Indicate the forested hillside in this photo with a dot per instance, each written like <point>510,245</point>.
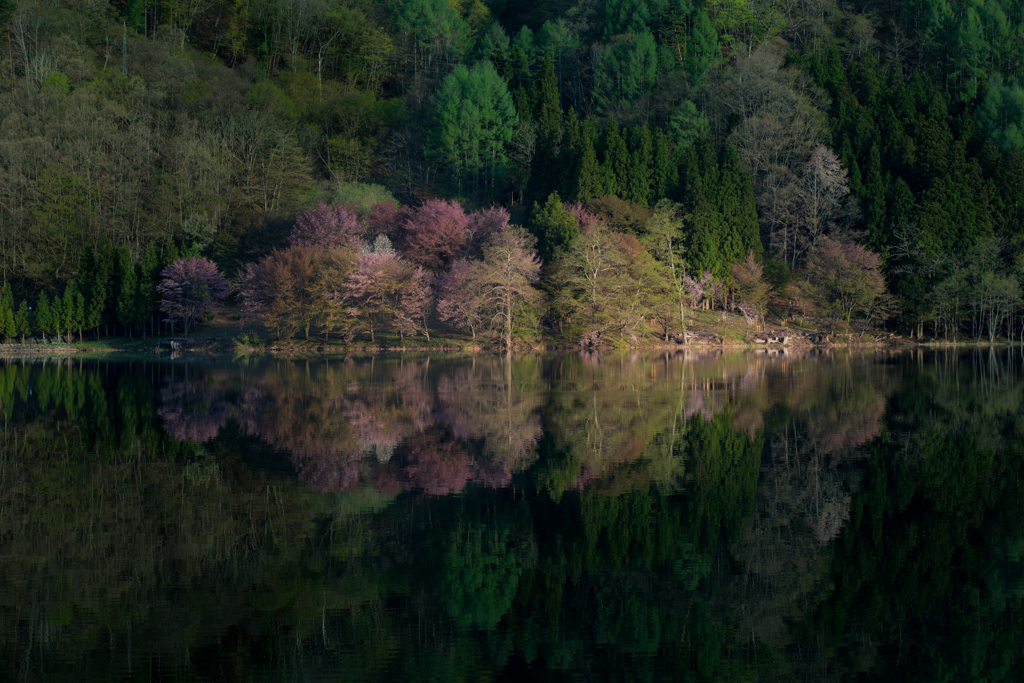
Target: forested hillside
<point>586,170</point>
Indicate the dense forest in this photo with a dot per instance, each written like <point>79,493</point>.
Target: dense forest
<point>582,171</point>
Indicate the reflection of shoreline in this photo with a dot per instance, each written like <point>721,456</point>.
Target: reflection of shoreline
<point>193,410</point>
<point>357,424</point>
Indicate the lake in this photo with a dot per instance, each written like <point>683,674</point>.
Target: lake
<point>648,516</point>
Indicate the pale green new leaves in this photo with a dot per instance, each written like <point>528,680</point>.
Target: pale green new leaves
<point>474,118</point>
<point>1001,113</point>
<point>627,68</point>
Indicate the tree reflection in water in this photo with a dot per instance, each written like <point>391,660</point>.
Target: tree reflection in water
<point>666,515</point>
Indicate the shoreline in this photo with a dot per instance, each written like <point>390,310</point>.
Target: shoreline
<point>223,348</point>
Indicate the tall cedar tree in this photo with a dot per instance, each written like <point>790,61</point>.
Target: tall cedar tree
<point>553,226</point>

· · · · ·

§ Stated exercise
Reproduce verbatim the lines running from the line with "Indicate the tree" to the line with "<point>666,515</point>", both included.

§ Answer to this task
Indicate the tree reflection in water in this photo with a dot per instance, each written like <point>391,660</point>.
Target: tree reflection in water
<point>666,515</point>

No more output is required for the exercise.